An identical copy of the records below is the expected result.

■ **DATA SECTION**
%%

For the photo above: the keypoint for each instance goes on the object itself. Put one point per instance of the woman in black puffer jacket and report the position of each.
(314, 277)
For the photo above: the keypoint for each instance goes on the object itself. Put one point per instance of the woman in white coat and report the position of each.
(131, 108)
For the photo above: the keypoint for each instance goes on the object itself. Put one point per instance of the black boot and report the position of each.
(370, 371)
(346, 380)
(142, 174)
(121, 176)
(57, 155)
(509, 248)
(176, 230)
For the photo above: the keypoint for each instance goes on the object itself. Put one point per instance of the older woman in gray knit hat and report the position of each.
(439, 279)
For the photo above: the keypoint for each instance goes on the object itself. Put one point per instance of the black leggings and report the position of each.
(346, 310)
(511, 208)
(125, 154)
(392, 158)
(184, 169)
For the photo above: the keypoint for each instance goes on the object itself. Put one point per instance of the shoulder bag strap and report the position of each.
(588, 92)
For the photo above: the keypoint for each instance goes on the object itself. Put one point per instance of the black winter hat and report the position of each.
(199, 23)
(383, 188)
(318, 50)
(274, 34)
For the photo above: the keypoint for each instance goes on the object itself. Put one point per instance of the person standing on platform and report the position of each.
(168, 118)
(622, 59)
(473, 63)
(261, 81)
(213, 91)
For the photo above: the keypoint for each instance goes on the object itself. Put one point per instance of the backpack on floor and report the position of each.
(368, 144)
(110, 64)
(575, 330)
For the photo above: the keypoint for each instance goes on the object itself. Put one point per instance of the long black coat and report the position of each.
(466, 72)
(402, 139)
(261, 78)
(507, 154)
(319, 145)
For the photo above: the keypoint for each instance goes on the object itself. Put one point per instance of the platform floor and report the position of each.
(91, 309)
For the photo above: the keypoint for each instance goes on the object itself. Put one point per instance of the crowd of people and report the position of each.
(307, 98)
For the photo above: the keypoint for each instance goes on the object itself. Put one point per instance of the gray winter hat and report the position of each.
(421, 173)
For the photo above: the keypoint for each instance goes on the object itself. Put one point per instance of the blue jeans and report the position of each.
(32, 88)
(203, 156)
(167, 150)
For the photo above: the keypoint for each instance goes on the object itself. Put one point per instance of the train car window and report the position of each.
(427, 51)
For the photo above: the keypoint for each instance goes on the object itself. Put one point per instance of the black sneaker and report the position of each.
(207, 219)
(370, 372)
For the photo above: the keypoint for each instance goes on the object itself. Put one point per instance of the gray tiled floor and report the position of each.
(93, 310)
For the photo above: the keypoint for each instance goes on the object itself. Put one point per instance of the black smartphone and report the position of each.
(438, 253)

%%

■ **ANSWER TO THIS PROBLEM**
For the photo above: the keypoint for each instance goes on the object itself. Put one point per instance of the woman in black puffer jacket and report the position of each.
(314, 277)
For the photo above: the keypoint for each instance goes on the object itself. Put one point per instance of the woman in white coat and report the position of each.
(131, 108)
For the photo above: the keypoint for each instance goes on the object itself. Put one point per instance of the black boot and report the position of each.
(370, 371)
(346, 380)
(142, 174)
(121, 176)
(57, 155)
(509, 248)
(176, 230)
For the photo above: the keypoint for each instance goes on the object itself. Put one point per instance of the older woman in gray knit hat and report the position of each.
(439, 279)
For the photo above: the keypoint for each instance goes on the object itself. Put one point per instance of the black leggings and report the position of each.
(346, 310)
(511, 208)
(125, 154)
(392, 158)
(184, 169)
For the photo above: the keypoint for each instance goes on the object itself. Put one point per instance of the shoulder bag strap and report the position of each.
(588, 92)
For the photo above: the keypoint for each instance goes on the object itself. Put one point per instance of the black winter hat and report the position of each.
(199, 23)
(383, 188)
(318, 50)
(274, 34)
For the photo above: the keypoint for each instance goes on the object itself. Put one point per instance of the person standing on platform and report the position of each.
(168, 118)
(622, 59)
(473, 63)
(261, 81)
(213, 91)
For the photo above: the keypoint for each instance goes on the object itself. Put one point per instance of the backpack on floor and report the position of each.
(368, 144)
(110, 64)
(575, 330)
For the photo above: the keypoint for each instance goes on the object itself. Put one point per instance of the long black coat and report the position of each.
(466, 72)
(402, 139)
(261, 78)
(507, 154)
(319, 145)
For the photo above: the keypoint for each instance goes on the object itself. Put one point per instance of the platform floor and report the position of each.
(91, 309)
For the photo above: the keypoint for each instance goes on the object itself. Put one point per instance of the crowd of people and report the position of each.
(307, 98)
For the photo above: the keypoint for each instance goes on the object itself. Put one point per instance of the gray winter hat and report the position of each.
(421, 173)
For the photo above: the keypoint for each instance goes on the object itself. Put one point per instance of the blue jeans and report the position of each.
(32, 88)
(203, 156)
(167, 150)
For the photo above: the keypoint for each instance goes on the object itself. Put one point per instance of the train car window and report the position of each.
(427, 51)
For the photo above: the keypoint for each instance goes on the object itself. Put one point per instance of the black sneaker and report the position of each.
(207, 219)
(370, 372)
For the photo above: the keypoint for each instance goes on the object itself. Put one point per instance of the gray tiled floor and report the position of each.
(93, 310)
For the photo above: the keypoint for each instance goes on the object itself. Put one point per instance of the black smartphone and report the position of each.
(438, 253)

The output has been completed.